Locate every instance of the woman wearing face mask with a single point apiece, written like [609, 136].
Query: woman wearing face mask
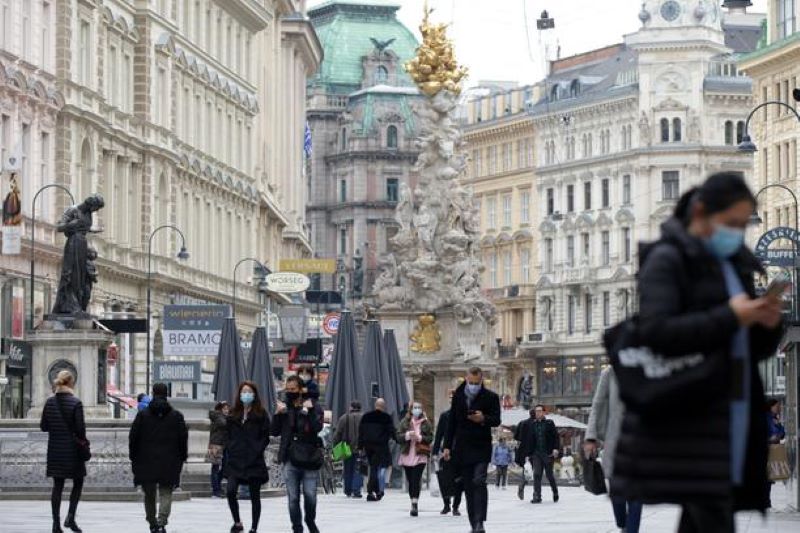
[416, 435]
[697, 296]
[248, 436]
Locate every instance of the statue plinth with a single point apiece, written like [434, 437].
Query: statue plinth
[81, 351]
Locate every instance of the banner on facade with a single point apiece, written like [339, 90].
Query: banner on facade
[193, 329]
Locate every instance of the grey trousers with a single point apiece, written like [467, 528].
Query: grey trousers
[164, 493]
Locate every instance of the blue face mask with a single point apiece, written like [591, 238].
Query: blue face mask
[247, 397]
[725, 241]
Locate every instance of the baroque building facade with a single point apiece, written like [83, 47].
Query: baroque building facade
[620, 133]
[187, 113]
[363, 129]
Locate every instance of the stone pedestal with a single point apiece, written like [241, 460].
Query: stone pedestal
[81, 351]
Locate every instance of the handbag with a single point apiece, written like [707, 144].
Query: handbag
[82, 445]
[593, 479]
[652, 384]
[778, 468]
[341, 452]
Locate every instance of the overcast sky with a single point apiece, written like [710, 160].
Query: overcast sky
[492, 40]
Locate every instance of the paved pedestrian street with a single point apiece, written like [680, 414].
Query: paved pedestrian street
[577, 512]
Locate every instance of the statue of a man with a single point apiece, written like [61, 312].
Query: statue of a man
[78, 272]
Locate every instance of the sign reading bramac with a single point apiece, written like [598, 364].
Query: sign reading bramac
[177, 371]
[308, 266]
[193, 329]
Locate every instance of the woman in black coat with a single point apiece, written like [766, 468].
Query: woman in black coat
[62, 419]
[697, 296]
[248, 436]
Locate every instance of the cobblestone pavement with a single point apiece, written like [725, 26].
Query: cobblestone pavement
[577, 512]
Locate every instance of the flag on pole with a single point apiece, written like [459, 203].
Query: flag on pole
[307, 148]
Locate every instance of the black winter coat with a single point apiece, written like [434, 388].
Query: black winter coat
[158, 444]
[468, 442]
[62, 452]
[684, 309]
[244, 451]
[293, 423]
[374, 433]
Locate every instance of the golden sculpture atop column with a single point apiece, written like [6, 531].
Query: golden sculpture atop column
[435, 68]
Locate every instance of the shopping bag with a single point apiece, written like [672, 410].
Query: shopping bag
[341, 452]
[778, 463]
[593, 479]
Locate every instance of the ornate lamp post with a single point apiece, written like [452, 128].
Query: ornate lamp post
[33, 234]
[183, 255]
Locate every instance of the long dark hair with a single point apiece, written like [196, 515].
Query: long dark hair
[719, 192]
[256, 408]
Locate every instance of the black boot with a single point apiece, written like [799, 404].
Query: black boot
[70, 524]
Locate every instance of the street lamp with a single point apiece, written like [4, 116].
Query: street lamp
[33, 233]
[183, 255]
[261, 286]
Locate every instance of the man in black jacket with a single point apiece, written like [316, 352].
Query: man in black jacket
[539, 440]
[450, 483]
[374, 432]
[158, 447]
[475, 410]
[297, 422]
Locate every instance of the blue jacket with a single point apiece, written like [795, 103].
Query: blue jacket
[501, 456]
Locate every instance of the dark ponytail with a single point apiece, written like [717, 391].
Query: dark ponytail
[719, 192]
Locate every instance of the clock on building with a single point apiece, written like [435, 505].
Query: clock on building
[670, 10]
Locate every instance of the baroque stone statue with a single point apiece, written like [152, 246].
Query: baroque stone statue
[78, 270]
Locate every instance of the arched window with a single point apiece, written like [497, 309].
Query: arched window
[664, 130]
[391, 137]
[739, 131]
[729, 132]
[381, 74]
[676, 130]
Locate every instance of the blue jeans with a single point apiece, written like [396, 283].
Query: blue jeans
[628, 514]
[295, 478]
[352, 477]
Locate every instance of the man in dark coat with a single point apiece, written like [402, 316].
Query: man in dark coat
[686, 308]
[158, 447]
[375, 431]
[475, 410]
[297, 422]
[450, 483]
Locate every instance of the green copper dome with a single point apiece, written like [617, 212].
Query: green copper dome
[345, 29]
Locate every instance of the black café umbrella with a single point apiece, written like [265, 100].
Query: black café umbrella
[230, 364]
[259, 369]
[376, 370]
[396, 374]
[346, 378]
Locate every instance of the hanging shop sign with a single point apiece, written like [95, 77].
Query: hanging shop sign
[193, 329]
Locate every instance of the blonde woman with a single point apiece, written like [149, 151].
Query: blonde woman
[62, 419]
[415, 435]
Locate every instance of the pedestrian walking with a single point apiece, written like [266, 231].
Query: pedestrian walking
[450, 484]
[216, 445]
[375, 431]
[501, 458]
[158, 445]
[415, 435]
[539, 443]
[347, 431]
[248, 436]
[697, 295]
[62, 419]
[297, 422]
[605, 423]
[475, 410]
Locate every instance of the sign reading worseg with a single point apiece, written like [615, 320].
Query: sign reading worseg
[193, 329]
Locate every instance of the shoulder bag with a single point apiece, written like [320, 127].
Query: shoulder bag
[81, 444]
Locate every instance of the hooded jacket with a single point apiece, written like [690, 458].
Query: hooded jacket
[158, 444]
[684, 309]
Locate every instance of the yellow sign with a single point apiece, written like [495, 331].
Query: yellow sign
[308, 266]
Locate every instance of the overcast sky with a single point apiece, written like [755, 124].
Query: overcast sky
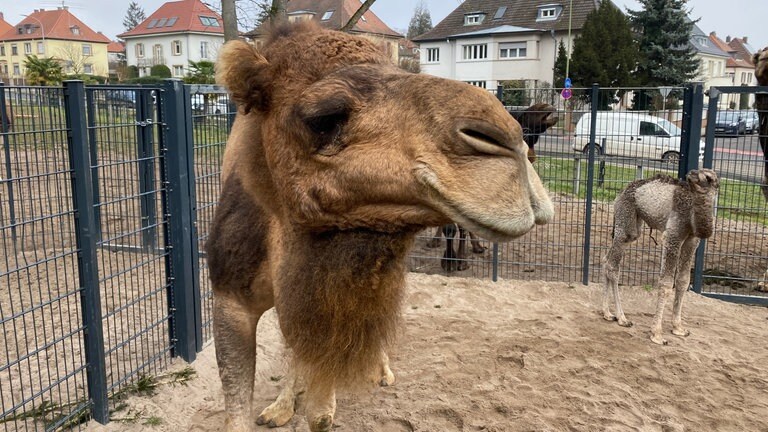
[737, 18]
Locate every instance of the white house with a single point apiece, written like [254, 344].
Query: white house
[486, 42]
[175, 34]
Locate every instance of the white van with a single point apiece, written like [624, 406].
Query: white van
[631, 134]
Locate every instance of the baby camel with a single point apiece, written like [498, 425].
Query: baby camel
[683, 210]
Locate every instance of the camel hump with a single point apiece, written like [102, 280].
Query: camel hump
[237, 244]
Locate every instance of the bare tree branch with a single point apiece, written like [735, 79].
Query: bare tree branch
[356, 17]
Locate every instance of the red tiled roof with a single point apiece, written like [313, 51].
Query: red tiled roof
[340, 12]
[57, 24]
[116, 46]
[4, 26]
[179, 16]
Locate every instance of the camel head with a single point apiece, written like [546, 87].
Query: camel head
[332, 136]
[535, 120]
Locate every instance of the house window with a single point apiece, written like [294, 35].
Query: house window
[157, 52]
[480, 84]
[473, 19]
[433, 55]
[209, 21]
[176, 47]
[548, 12]
[475, 52]
[512, 50]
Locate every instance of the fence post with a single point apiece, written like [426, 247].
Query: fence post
[145, 155]
[590, 180]
[495, 249]
[186, 319]
[86, 235]
[5, 125]
[714, 98]
[693, 105]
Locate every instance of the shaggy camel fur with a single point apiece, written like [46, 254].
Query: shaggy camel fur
[534, 120]
[761, 104]
[683, 211]
[336, 160]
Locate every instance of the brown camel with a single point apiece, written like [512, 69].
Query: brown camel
[684, 212]
[761, 104]
[336, 160]
[534, 121]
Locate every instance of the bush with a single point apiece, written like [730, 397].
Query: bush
[161, 71]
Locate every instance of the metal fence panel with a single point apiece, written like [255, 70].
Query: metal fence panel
[42, 360]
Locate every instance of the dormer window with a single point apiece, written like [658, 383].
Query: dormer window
[475, 18]
[549, 12]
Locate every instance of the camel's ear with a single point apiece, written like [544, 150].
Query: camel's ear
[245, 74]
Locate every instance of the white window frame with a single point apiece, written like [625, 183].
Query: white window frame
[176, 48]
[433, 55]
[474, 52]
[513, 50]
[473, 19]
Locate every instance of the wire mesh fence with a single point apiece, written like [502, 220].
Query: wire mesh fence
[141, 165]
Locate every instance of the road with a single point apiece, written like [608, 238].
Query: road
[736, 158]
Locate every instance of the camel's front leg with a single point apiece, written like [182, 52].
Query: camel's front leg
[682, 280]
[234, 329]
[281, 410]
[669, 264]
[321, 406]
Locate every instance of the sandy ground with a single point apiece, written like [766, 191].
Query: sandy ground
[516, 356]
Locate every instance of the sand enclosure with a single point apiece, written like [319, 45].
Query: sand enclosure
[512, 356]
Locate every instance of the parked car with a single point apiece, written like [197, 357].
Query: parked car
[730, 123]
[631, 134]
[751, 121]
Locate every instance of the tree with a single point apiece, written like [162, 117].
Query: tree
[421, 22]
[45, 71]
[666, 57]
[356, 17]
[134, 16]
[605, 52]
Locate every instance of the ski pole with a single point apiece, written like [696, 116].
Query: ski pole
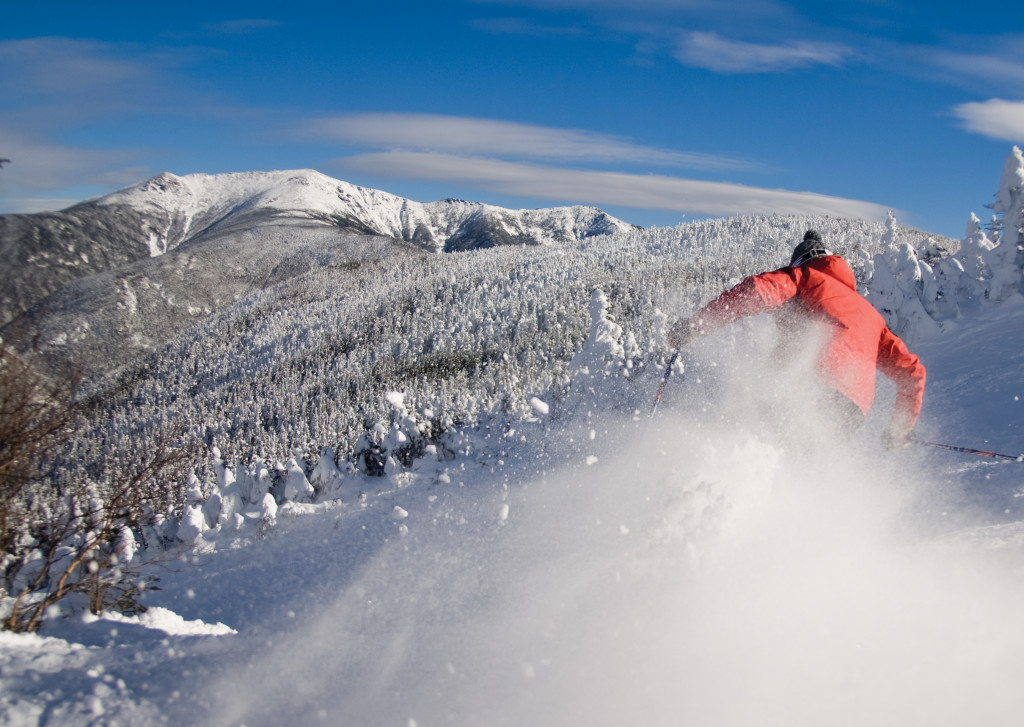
[665, 380]
[969, 451]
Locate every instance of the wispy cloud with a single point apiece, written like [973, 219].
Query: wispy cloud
[995, 118]
[579, 186]
[39, 165]
[242, 27]
[712, 51]
[462, 135]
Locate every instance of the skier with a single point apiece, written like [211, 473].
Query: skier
[816, 296]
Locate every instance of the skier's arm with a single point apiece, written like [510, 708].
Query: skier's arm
[896, 361]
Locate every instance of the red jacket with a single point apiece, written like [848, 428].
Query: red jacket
[858, 340]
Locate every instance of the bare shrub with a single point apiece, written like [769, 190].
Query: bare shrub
[71, 526]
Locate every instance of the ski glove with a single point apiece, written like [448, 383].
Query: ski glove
[681, 333]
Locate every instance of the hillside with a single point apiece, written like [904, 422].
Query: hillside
[116, 278]
[422, 485]
[598, 568]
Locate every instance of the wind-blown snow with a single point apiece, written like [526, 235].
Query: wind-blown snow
[729, 562]
[698, 573]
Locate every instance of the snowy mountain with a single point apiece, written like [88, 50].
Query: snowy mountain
[200, 207]
[118, 276]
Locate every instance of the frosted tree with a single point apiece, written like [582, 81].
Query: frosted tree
[973, 257]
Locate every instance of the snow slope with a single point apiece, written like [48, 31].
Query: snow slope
[605, 570]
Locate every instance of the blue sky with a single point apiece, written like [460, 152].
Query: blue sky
[657, 112]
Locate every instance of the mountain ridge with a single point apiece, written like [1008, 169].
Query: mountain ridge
[167, 212]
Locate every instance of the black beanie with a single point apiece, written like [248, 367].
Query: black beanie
[810, 248]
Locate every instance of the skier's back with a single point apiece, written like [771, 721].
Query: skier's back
[820, 287]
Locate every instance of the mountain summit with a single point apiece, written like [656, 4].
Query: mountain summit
[199, 206]
[269, 210]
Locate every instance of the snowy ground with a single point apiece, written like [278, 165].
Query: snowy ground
[685, 570]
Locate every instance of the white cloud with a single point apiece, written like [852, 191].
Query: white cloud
━━━━
**Prompt**
Repeat, word for word, every line from the line that contains "Locate every instance of the red jacket" to the end of the entries; include both of those lines and no others.

**Task answer**
Locate every instance of the red jacket with a single point apiece, written like [848, 428].
Query: red jacket
[858, 340]
Locate every instance of the bare shrub with a single point apiece, written like [769, 190].
Query: bare shrub
[71, 526]
Locate every instance of the ski glove with a single point apiece, written like [448, 383].
Query: ski glove
[681, 333]
Locate every instance of the hillside with a single point apiece, written like [904, 422].
Query: hillside
[116, 278]
[422, 485]
[598, 568]
Locate every instance of the wind-blown snow with a single point apiece, written like [526, 235].
Query: wind-blown snow
[729, 562]
[698, 573]
Locate every instance of the snowy mountain with a single point apiece, written like [88, 50].
Query: snowy mountain
[200, 207]
[118, 276]
Locate every instance of the frosted tree with a single point apiece, written like [582, 81].
Query: frosted tree
[973, 257]
Locate every instance of the snow slope with a single point apiece, written like [48, 31].
Query: snow slope
[605, 570]
Locate every instance of the blue sky with a single point apiece, written like [460, 152].
Query: blue sky
[657, 112]
Locate every instance of the mountain ridge with a single point apiece, written like [1008, 169].
Query: mountain ridge
[167, 212]
Locate every instance of the black beanie with a single point apiece, written like [248, 367].
Query: black beanie
[810, 248]
Locate every instance of the skier's back with a single point apiece, written like [771, 721].
Query: skier's back
[820, 287]
Locate every instance of the mountain summit with a single point apiece, written like [656, 4].
Query: mountain summit
[199, 206]
[269, 210]
Locate every instance of the snowy ground with a single point apiece, written like [278, 165].
Query: snowy ground
[685, 570]
Locate every instance of the white cloud with a single point apiece, written like [852, 191].
Query: white cloud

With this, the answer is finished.